Textauszug
^^^^^^^^^^^^^^^^
In D19 sei ein ähnlicher Trägertyp offenbart, bei dem statt des Anschlags (52) eine Halterung verwendet werde, die in der Außenseite des Bremssattels vorgesehen sei. Diese Ausführungsformen seien aber nach wie vor mit Begrenzungsflächen versehen, um die während des Bremsvorgangs erzeugten Kräfte über den Träger auf die Achse zu übertragen (Abs. 5).
bb) Zur Verbesserung schlägt D20a vor, anstelle der Begrenzungsflächen (50) zwei Führungsmuffen (166) vorzusehen (Abs. 18).
Ein Ausführungsbeispiel ist in der nachfolgend wiedergegebenen Figur 3 dargestellt.
Die beim Bremsen auftretenden Kräfte werden als Scherkräfte auf den Bremssattel (170) übertragen und von den Muffen (166) sowie den korrespondierenden Bohrungen (180) ausgeglichen (Abs. 23).
b) Damit sind, wie auch die Parteien nicht in Zweifel ziehen, die Merkmale 1 bis 2 offenbart, nicht jedoch die Merkmale 3' bis 5'.
Wie das Patentgericht zutreffend ausgeführt hat, kann in diesem Zusammenhang dahingestellt bleiben, ob der Bremsträger auch dann noch als ebene, flache Stahlplatte im Sinne von Merkmal 2 ausgebildet ist, wenn die Anschlagflächen (160, 162) in axialer Richtung tiefer sind als der restliche Träger, wie dies in Figur 3 dargestellt ist.
Nach der Beschreibung ist diese Ausgestaltung bei anderen Ausführungsformen nicht zwingend (Abs. 17). Zumindest bei solchen Ausführungsformen ist Merkmal 2 verwirklicht.
c) Zu Recht hat das Patentgericht die Merkmale 3' bis 5' als naheliegend angesehen.
^^^^^^^^^^^^^^^^
Datensätze

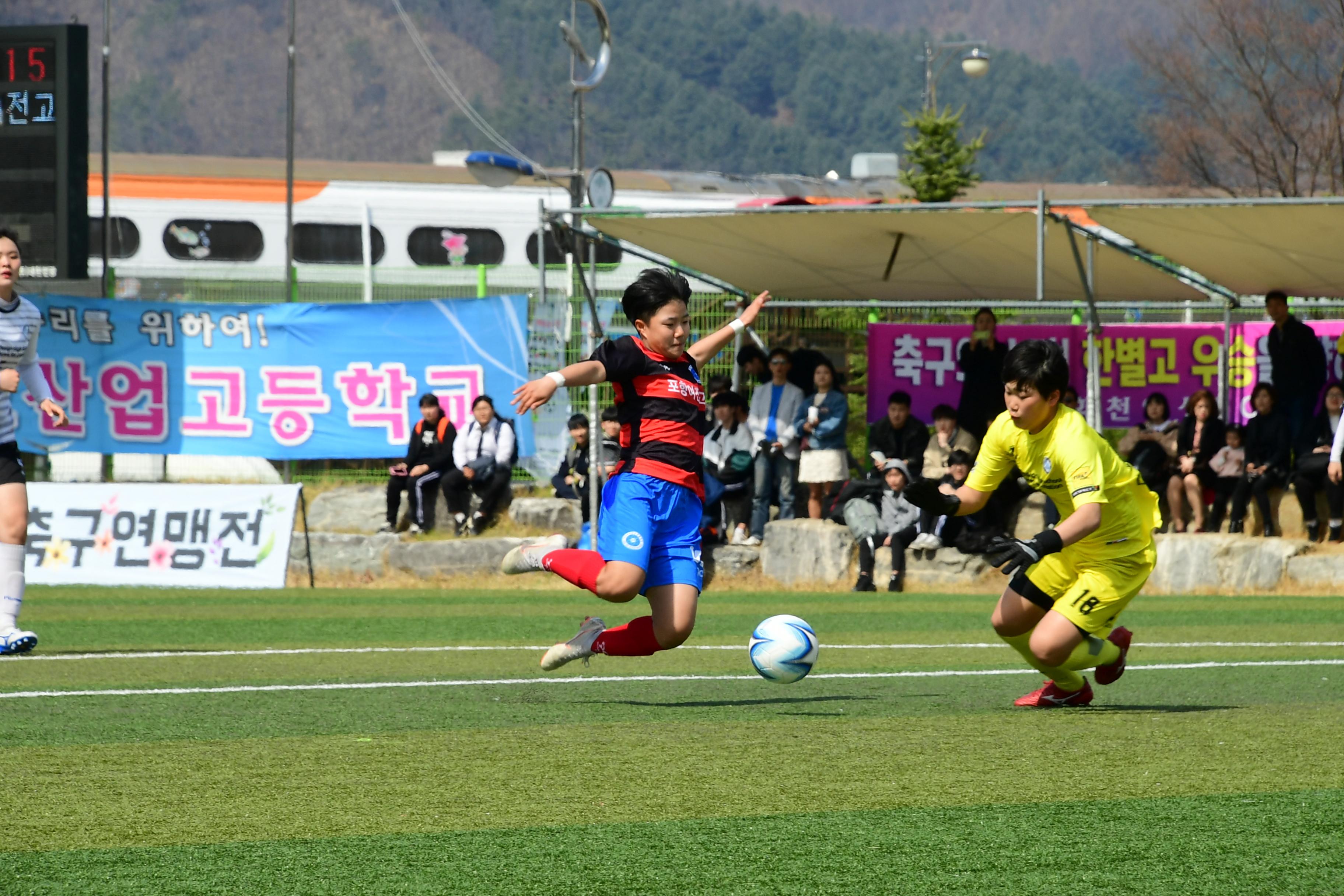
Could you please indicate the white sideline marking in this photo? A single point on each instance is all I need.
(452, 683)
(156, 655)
^^^^^^^^^^^^^^^^
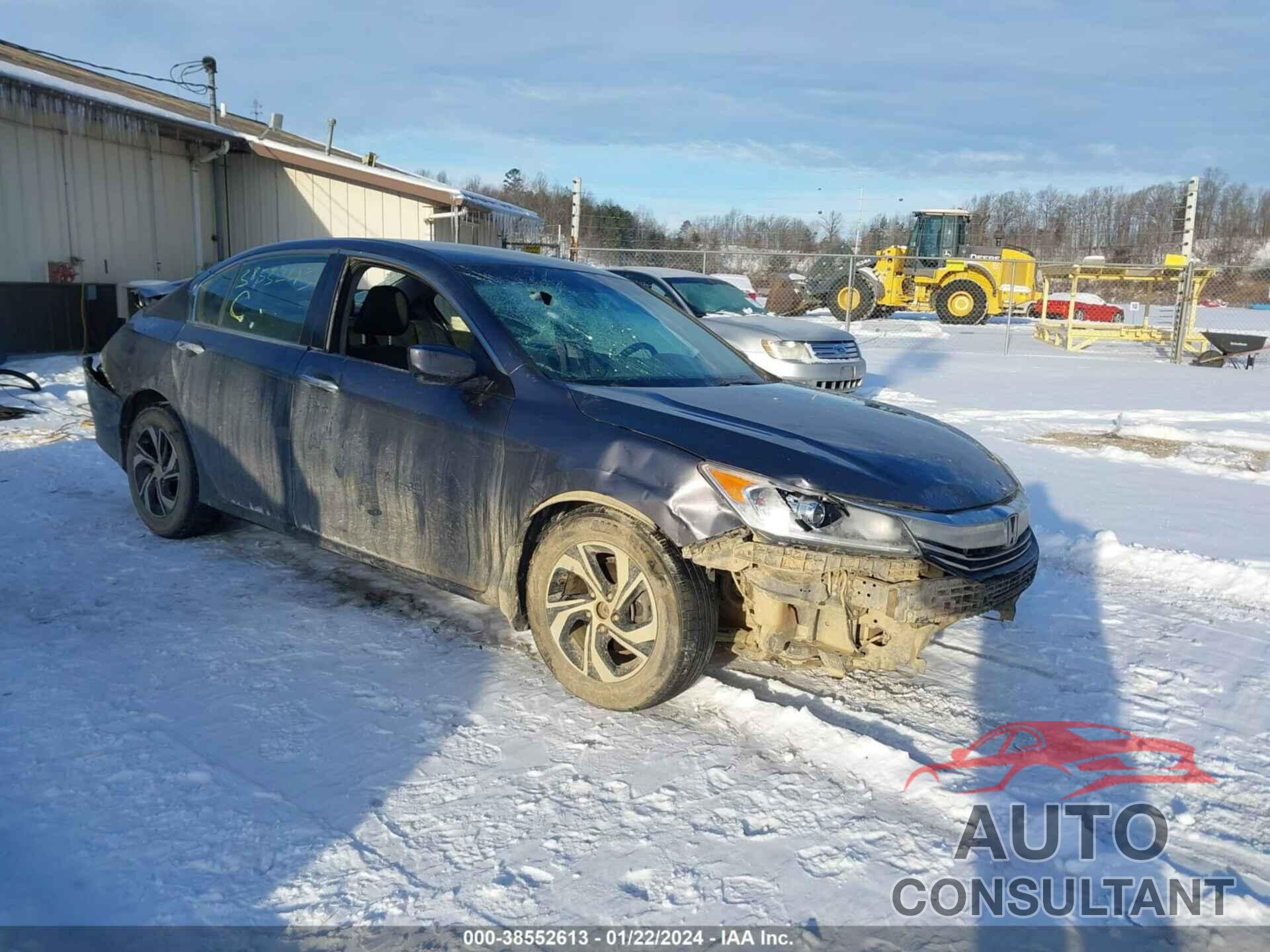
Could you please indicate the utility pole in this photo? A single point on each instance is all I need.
^^^^^^^^^^^^^^^^
Aufgaben
(a) Was sieht D20a laut dem Textauszug über den Bremsträger anstelle der Begrenzungsflächen (50) vor?
(b) Zähle alle Bauteile auf, die im Textauszug über den Bremsträger ein Bezugszeichen in Klammern tragen, jeweils mit diesem Zeichen.
(c) Führe den Textauszug über den Bremsträger nach seinem letzten Satz fort.
Die Datensätze stammen aus einer anderen Quelle als der Textauszug.

Lösungen
(a) Zwei Führungsmuffen (166).

(b) Anschlag (52), Begrenzungsflächen (50), Führungsmuffen (166), Bremssattel (170), Bohrungen (180), Anschlagflächen (160, 162)

(c)
Nach der Rechtsprechung des Senats kann die Anwendung eines bestimmten Mittels auch ohne entsprechende Anregung naheliegen, wenn dieses als ein generelles, für eine Vielzahl von Anwendungsfällen in Betracht zu ziehendes Mittel seiner Art nach zum allgemeinen Fachwissen des angesprochenen Fachmanns gehört, die Nutzung der in Rede stehenden Funktionalität sich in dem zu beurteilenden Zusammenhang als objektiv zweckmäßig darstellt und keine besonderen Umstände feststellbar sind, die eine Anwendung aus fachlicher Sicht als nicht möglich, mit Schwierigkeiten verbunden oder sonst untunlich erscheinen lassen (BGH, Urteil vom 11. März 2014 - X ZR 139/10, GRUR 2014, 647 Rn. 26 - Farbversorgungssystem; Urteil vom 27. März 2018 - X ZR 59/16, GRUR 2018, 716 Rn. 29 - Kinderbett; Beschluss vom 13. Juli 2020 - X ZR 90/18, GRUR 2020, 1074 Rn. 49 - Signalübertragungssystem).
Diese Voraussetzungen hat das Patentgericht im Streitfall zutreffend als erfüllt angesehen.
aa) Nach den Feststellungen des Patentgerichts gehörte es im Prioritätszeitpunkt zum allgemeinen Fachwissen, Bleche zur Verringerung von Verschleiß der Gleitflächen zwischen einem Bremspad und einer Öffnung in einem Bremsträger vorzusehen.
Die Beklagte zeigt keine konkreten Anhaltspunkte auf, die Zweifel an der Richtigkeit oder Vollständigkeit dieser Feststellungen begründen (§ 117 PatG, § 529 Abs. 1 Nr. 1 ZPO).
Die Entgegenhaltungen, die das Patentgericht exemplarisch als Beleg für das relevante Fachwissen herangezogen hat, stützen die daraus gezogene Schlussfolgerung.
(1) D46 befasst sich mit Mitteln zum linearen und radialen elastischen Halten eines Bremspads in einer ersten und einer zweiten Nut in einem Anker einer Scheibenbremse.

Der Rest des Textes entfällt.